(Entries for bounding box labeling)

- - -

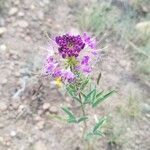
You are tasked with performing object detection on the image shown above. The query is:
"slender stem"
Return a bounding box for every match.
[79,93,93,150]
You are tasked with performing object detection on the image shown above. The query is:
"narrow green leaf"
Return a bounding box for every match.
[84,89,96,104]
[78,116,88,123]
[92,91,114,107]
[93,116,107,133]
[85,132,94,140]
[97,73,101,85]
[80,79,89,90]
[94,131,103,136]
[62,107,76,119]
[73,96,81,104]
[96,90,104,99]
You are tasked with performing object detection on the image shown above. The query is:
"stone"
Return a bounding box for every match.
[37,11,44,20]
[43,103,50,110]
[18,11,24,17]
[0,102,7,111]
[33,141,48,150]
[0,136,5,144]
[10,131,17,137]
[18,20,29,28]
[8,7,18,16]
[1,78,8,85]
[0,27,6,36]
[0,44,6,52]
[49,106,58,114]
[36,120,45,130]
[13,0,20,6]
[141,103,150,113]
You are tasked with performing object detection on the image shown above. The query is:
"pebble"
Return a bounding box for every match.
[36,120,45,130]
[142,103,150,113]
[13,0,20,6]
[0,123,4,129]
[18,11,24,17]
[1,78,8,85]
[0,44,6,52]
[10,131,17,137]
[0,27,7,36]
[8,7,18,16]
[34,116,42,121]
[18,20,29,28]
[49,106,58,114]
[43,103,50,110]
[0,102,7,111]
[37,11,44,20]
[0,136,5,144]
[33,141,48,150]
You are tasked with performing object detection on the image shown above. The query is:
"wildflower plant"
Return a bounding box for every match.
[44,33,114,149]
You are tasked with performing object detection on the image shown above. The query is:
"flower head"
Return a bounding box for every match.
[55,34,85,58]
[45,33,99,85]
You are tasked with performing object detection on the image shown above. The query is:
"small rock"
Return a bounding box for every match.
[49,106,58,114]
[37,11,44,20]
[18,20,29,28]
[0,102,7,111]
[18,105,26,113]
[36,120,45,130]
[8,7,18,16]
[0,44,6,52]
[141,103,150,113]
[0,136,5,144]
[0,123,4,129]
[13,0,20,6]
[1,78,8,85]
[0,27,6,36]
[33,141,48,150]
[10,131,17,137]
[18,11,24,17]
[43,103,50,110]
[34,116,42,121]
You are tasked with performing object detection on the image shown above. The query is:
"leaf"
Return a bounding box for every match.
[73,96,81,104]
[77,116,88,123]
[85,132,94,140]
[93,116,107,133]
[62,107,76,123]
[92,91,114,107]
[97,73,101,85]
[84,89,96,104]
[80,79,89,91]
[94,130,104,136]
[96,90,104,99]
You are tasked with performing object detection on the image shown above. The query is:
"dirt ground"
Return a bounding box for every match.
[0,0,150,150]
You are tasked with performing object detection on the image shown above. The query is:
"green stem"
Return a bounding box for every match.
[79,93,94,150]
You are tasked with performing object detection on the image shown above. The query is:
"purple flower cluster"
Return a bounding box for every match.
[82,33,96,49]
[55,34,85,58]
[77,56,92,73]
[45,56,75,82]
[44,33,97,85]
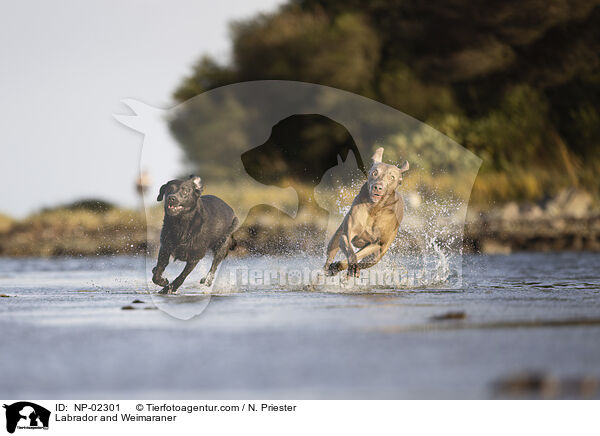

- - -

__Problem requirements__
Render every one of the records above as a Markdown table with the columns Row and Line, one numbered row per nonblank line, and leave the pictures out.

__Problem solution__
| Row | Line |
|---|---|
| 1 | You are tasked with performing object detection on the image shown above. The query is: |
| 2 | "slender stem" |
| 3 | Return a bounding box for every match. |
| 4 | [79,93,93,150] |
| 5 | You are tasked with performing object detection on the image shown above. The query is: |
| 6 | "narrow green leaf" |
| 7 | Return a bounding box for every match. |
| 8 | [84,89,96,104] |
| 9 | [78,116,88,123] |
| 10 | [92,91,114,107] |
| 11 | [93,116,107,133] |
| 12 | [85,132,94,140] |
| 13 | [97,73,101,85] |
| 14 | [80,79,89,90] |
| 15 | [94,131,103,136] |
| 16 | [62,107,76,119] |
| 17 | [73,96,81,104] |
| 18 | [96,90,104,99] |
| 19 | You are tasked with performing object detection on the image shown above. The query is: |
| 20 | "stone" |
| 21 | Return a bounding box for every match. |
| 22 | [37,11,44,20] |
| 23 | [43,103,50,110] |
| 24 | [18,11,24,17] |
| 25 | [0,102,7,111] |
| 26 | [33,141,48,150] |
| 27 | [0,136,5,144] |
| 28 | [10,131,17,137] |
| 29 | [18,20,29,28] |
| 30 | [8,7,18,16] |
| 31 | [1,78,8,85] |
| 32 | [0,27,6,36] |
| 33 | [0,44,6,52] |
| 34 | [49,106,58,114] |
| 35 | [36,120,45,130] |
| 36 | [13,0,20,6] |
| 37 | [141,103,150,113] |
| 38 | You are tasked with performing object detection on the image shown above. The query is: |
| 39 | "pebble" |
| 40 | Return a bounding box for every match. |
| 41 | [36,120,45,130] |
| 42 | [142,103,150,113] |
| 43 | [13,0,20,6] |
| 44 | [0,123,4,129] |
| 45 | [18,11,24,17] |
| 46 | [1,78,8,85] |
| 47 | [0,44,6,52] |
| 48 | [10,131,17,137] |
| 49 | [0,27,7,36] |
| 50 | [8,7,18,16] |
| 51 | [34,116,42,121] |
| 52 | [18,20,29,28] |
| 53 | [49,106,58,114] |
| 54 | [43,103,50,110] |
| 55 | [0,102,7,111] |
| 56 | [37,11,44,20] |
| 57 | [0,136,5,144] |
| 58 | [33,141,48,150] |
| 59 | You are tasked with performing object detection on the image shown above. The query is: |
| 60 | "wildflower plant" |
| 61 | Return a bounding box for every match. |
| 62 | [44,33,114,149] |
| 63 | You are tasked with performing object detection on the image shown above. The query is: |
| 64 | "flower head" |
| 65 | Return a bounding box for every match. |
| 66 | [55,34,85,58] |
| 67 | [45,33,99,85] |
| 68 | You are tasked with performing object detection on the image shown above. The query is: |
| 69 | "small rock" |
| 70 | Return a bounding box for every match. |
| 71 | [49,106,58,114] |
| 72 | [37,11,44,20] |
| 73 | [18,20,29,28] |
| 74 | [0,102,7,111] |
| 75 | [18,105,26,113] |
| 76 | [36,120,45,130] |
| 77 | [8,7,18,16] |
| 78 | [0,44,6,52] |
| 79 | [141,103,150,113] |
| 80 | [0,136,5,144] |
| 81 | [0,123,4,129] |
| 82 | [13,0,20,6] |
| 83 | [1,78,8,85] |
| 84 | [0,27,6,36] |
| 85 | [33,141,48,150] |
| 86 | [10,131,17,137] |
| 87 | [18,11,24,17] |
| 88 | [43,103,50,110] |
| 89 | [34,116,42,121] |
| 90 | You are tasked with performing object detection on the image shown above. The query is: |
| 91 | "leaf" |
| 92 | Return a bounding box for every match. |
| 93 | [73,96,81,104] |
| 94 | [77,116,88,123] |
| 95 | [85,132,94,140] |
| 96 | [93,116,107,133] |
| 97 | [62,107,76,123] |
| 98 | [92,91,114,107] |
| 99 | [97,73,101,85] |
| 100 | [84,89,96,104] |
| 101 | [80,79,89,91] |
| 102 | [94,130,104,136] |
| 103 | [96,90,104,99] |
| 104 | You are tasked with performing object detection on the image shown above. The query is: |
| 105 | "dirt ground" |
| 106 | Return a bounding box for every match. |
| 107 | [0,0,150,150] |
| 108 | You are tasked with performing object detection on the image shown above. The query is: |
| 109 | "green stem" |
| 110 | Return a bounding box for every match. |
| 111 | [79,93,94,150] |
| 112 | You are tasked with performing object detection on the image shown above. The query is: |
| 113 | "purple flower cluster" |
| 114 | Return a bounding box for every match. |
| 115 | [82,33,96,49] |
| 116 | [55,34,85,58] |
| 117 | [77,56,92,73] |
| 118 | [45,56,75,82] |
| 119 | [44,33,97,85] |